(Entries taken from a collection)
=======

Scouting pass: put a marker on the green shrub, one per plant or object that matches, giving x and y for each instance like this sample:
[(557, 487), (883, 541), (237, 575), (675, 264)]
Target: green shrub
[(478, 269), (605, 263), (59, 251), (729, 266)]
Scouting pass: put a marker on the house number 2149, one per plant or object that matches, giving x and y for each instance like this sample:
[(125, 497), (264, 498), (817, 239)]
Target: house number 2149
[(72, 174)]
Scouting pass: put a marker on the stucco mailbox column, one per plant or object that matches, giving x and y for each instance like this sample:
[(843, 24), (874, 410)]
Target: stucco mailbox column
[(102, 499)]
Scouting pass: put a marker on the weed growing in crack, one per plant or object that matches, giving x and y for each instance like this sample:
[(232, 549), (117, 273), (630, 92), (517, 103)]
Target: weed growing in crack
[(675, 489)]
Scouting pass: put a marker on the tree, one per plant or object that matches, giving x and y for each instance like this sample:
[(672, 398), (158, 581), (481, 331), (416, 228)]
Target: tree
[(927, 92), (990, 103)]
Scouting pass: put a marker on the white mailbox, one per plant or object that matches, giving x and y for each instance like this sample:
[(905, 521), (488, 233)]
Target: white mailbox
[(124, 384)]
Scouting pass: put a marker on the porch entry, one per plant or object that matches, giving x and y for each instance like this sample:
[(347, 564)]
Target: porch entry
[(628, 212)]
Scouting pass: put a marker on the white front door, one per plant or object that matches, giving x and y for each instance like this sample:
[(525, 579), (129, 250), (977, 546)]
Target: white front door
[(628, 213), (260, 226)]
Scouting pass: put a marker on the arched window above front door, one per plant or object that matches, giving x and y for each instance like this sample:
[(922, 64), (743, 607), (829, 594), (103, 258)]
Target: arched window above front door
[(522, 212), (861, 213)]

=======

▶ _Exercise objective_
Please retype all of the records above exactly as they are.

▶ _Exercise response_
Scouting pass: put a marker on the green shrub, one per plant or object that matches, giving x and y for each instance like this sample:
[(557, 487), (883, 541), (237, 575), (675, 264)]
Target: green shrub
[(478, 269), (605, 263), (59, 251), (729, 266)]
Scouting pass: put a marker on the house number 2149, one per plant or object that matches, giving x and y for each instance like this sample:
[(125, 497), (264, 498), (817, 239)]
Target: house number 2149
[(72, 174)]
Scouting pass: put a marker on the stucco mailbox column, one per plant or object that matches, giving x and y for each instance like this sample:
[(843, 24), (874, 410)]
Target: stucco mailbox column
[(102, 499)]
Scouting pass: put a marker on the weed growing in crack, one per plant or object that matches, giving x and y for each instance like this sample:
[(232, 549), (117, 273), (630, 92), (517, 103)]
Target: weed growing in crack
[(675, 489)]
Scouting pass: put a marker on the tree, one per plant or object that matches, giving x and y for each instance like this sample:
[(672, 398), (158, 581), (481, 331), (416, 228)]
Target: tree
[(927, 92), (990, 103)]
Scouting pass: put a marker on the white mailbox, one per plant or object that matches, giving x and y for each instance like this sample:
[(905, 521), (488, 233)]
Target: white mailbox
[(124, 384)]
Scouting pass: put a marker on the porch entry, one per plant or object that matches, giving x and y for each instance like this sample:
[(347, 564)]
Target: porch entry
[(628, 212)]
Scouting pass: put a marker on the white front door, one per plant or object that matches, giving x and y for each instance like this sample:
[(525, 579), (129, 250), (977, 546)]
Target: white front door
[(628, 213), (260, 226)]
Scouting pass: put a marker on the arched window above front door, one per plant or object that matches, giving x and y for each instance like this sample:
[(922, 64), (743, 607), (829, 594), (103, 258)]
Target: arched window above front door
[(522, 212), (861, 213)]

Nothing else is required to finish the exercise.